Face ID überlistet – Wie sicher ist das neue iPhone wirklich?
Apple täte gut daran, auf die jüngste Kritik von vietnamesischen Sicherheitsexperten zu reagieren. Denn die bezeichnen die Gesichtserkennung beim iPhone X nun öffentlich als unsicher und raten von «geschäftlichen Transaktionen» ab.
Was ist passiert?
Anfang Woche haben die IT-Spezialisten der Sicherheitsfirma Bkav ein neues Video veröffentlicht, das demonstrieren soll, wie sich Apples Face ID mit einer Maske überlisten lässt.
Nachdem die Sicherheitsforscher bereits Mitte November eine ziemlich aufwendige Methode zur Überlistung von Apples Gesichtserkennung präsentiert hatten, soll dies nun mit einer neuen «Bastelei» deutlich einfacher vonstatten gehen.
Die wichtigsten Fakten zum Masken-Trick, der bislang nicht durch eine unabhängige Stelle bestätigt wurde:
- Die Macher bezeichnen die Maske als «künstlichen Zwilling».
- In dem Video entsperrt die Maske das iPhone X des Sicherheitsforschers im ersten Durchlauf.
- Und dies nachdem die Testperson ihr Gesicht neu für Face ID eingerichtet, respektive die auf dem Gerät gespeicherten biometrischen Daten des Besitzers zurückgesetzt hat. Ein Training des Algorithmus sei nicht erfolgt.
- Der Trick soll bei aktivierter «Aufmerksamkeitsprüfung für Face ID» funktionieren.
- Die Maske lasse sich mithilfe eines 3D-Druckers sehr einfach anfertigen, die Materialkosten lägen bei rund 200 US-Dollar.
- Als Material komme Steinmehl zum Einsatz, da dies Face ID besser austrickse als das zuvor verwendete Papierklebeband.
- Für die Augenpartie werden aufgeklebte 2D-Infrarot-Aufnahmen eingesetzt.
- Um an die 3D-Gesichtsdaten des Opfers zu kommen, müsse dieses «nur» heimlich aus bestimmten Winkeln abfotografiert werden, etwa beim Betreten eines Raumes.
- Es bleiben Fragen zum Vorgehen der Forscher. Etwa, wie viele Versuche sie benötigten, bis es funktionierte. Bekanntlich wird Face ID nach fünf Fehlversuchen deaktiviert.
Es handle sich um eine «kritische Schwachstelle», warnen die Sicherheitsforscher und raten generell allen Nutzern ab, Face ID für «geschäftliche Transaktionen» zu verwenden.
Fingerabdruck-Scanner seien (vorläufig) deutlich sicherer, behaupten die Sicherheitsforscher:
Dies gelte auch für Notebooks:
Wie schlimm ist es wirklich?
Gegenüber Forbes relativierte ein renommierter Sicherheitsexperte. Zwar zeige das Experiment, dass eine statische Maske die Apple-Technologie täuschen könne. Allerdings seien Real-World-Anwendungen sehr schwierig zu realisieren.

### Bereitgestellte Daten
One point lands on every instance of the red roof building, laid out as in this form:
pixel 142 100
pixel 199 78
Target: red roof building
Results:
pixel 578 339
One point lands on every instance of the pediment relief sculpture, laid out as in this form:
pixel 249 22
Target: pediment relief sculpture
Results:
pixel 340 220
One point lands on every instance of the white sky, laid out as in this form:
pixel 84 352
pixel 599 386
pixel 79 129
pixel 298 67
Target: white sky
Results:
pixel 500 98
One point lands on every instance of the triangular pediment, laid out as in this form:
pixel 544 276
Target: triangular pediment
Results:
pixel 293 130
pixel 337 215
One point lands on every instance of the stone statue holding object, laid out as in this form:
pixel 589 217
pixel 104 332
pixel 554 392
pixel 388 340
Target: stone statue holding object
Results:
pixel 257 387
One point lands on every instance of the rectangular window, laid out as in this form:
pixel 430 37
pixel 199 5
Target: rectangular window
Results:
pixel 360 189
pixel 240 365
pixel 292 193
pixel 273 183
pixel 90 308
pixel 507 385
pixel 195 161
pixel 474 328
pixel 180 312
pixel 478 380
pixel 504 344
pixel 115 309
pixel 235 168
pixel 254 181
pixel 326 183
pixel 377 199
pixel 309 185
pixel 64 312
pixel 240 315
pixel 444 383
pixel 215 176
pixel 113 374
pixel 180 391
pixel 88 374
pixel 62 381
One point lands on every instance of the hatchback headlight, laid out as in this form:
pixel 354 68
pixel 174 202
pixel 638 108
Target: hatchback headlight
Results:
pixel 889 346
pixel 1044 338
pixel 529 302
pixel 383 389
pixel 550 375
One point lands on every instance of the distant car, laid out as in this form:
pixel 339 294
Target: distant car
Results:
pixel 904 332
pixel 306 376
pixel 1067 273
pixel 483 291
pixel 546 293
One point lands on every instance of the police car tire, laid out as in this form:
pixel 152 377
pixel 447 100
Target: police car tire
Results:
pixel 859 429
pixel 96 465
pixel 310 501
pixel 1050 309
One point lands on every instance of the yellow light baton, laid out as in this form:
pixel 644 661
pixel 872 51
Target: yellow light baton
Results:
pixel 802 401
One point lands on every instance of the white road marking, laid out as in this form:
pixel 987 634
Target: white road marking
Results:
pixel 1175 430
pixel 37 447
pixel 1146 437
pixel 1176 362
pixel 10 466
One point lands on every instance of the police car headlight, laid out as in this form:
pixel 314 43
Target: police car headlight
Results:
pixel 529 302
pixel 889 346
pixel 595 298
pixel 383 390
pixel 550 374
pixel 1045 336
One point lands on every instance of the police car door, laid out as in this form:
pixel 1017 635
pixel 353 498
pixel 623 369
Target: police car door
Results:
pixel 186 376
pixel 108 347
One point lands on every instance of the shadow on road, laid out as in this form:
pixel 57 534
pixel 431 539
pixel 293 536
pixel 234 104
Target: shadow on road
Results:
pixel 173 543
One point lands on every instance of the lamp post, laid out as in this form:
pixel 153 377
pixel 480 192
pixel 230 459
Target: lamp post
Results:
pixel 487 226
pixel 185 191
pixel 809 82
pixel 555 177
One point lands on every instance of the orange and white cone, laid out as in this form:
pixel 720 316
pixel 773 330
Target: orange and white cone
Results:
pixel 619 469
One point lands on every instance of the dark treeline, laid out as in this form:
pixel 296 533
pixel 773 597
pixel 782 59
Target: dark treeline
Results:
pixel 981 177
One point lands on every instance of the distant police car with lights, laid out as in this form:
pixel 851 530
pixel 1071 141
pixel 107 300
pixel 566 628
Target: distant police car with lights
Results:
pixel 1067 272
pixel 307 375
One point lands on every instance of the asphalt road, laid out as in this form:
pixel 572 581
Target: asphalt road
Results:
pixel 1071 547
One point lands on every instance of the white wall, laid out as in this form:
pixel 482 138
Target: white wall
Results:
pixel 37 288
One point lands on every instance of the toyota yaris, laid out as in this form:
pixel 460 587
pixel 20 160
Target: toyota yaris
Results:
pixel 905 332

### Aufgaben
- 1) Prüfen Sie, ob die folgenden Aussagen mit dem zitierten Text übereinstimmen. Antworten Sie jeweils mit Ja oder Nein und belegen Sie dies mit den wörtlich zitierten entscheidenden Worten. (a) Die Materialkosten der Maske liegen bei rund 200 US-Dollar. (b) Der Masken-Trick wurde von einer unabhängigen Stelle bestätigt. (c) Für die neue Maske wird Papierklebeband verwendet.
- 2) Nach wie vielen Fehlversuchen wird Face ID laut dem zitierten Text deaktiviert?

### Schriftliche Antworten
- 1)
(a) Ja: „die Materialkosten lägen bei rund 200 US-Dollar“
(b) Nein: „der bislang nicht durch eine unabhängige Stelle bestätigt wurde“
(c) Nein: „Als Material komme Steinmehl zum Einsatz, da dies Face ID besser austrickse als das zuvor verwendete Papierklebeband“

- 2) Nach fünf Fehlversuchen.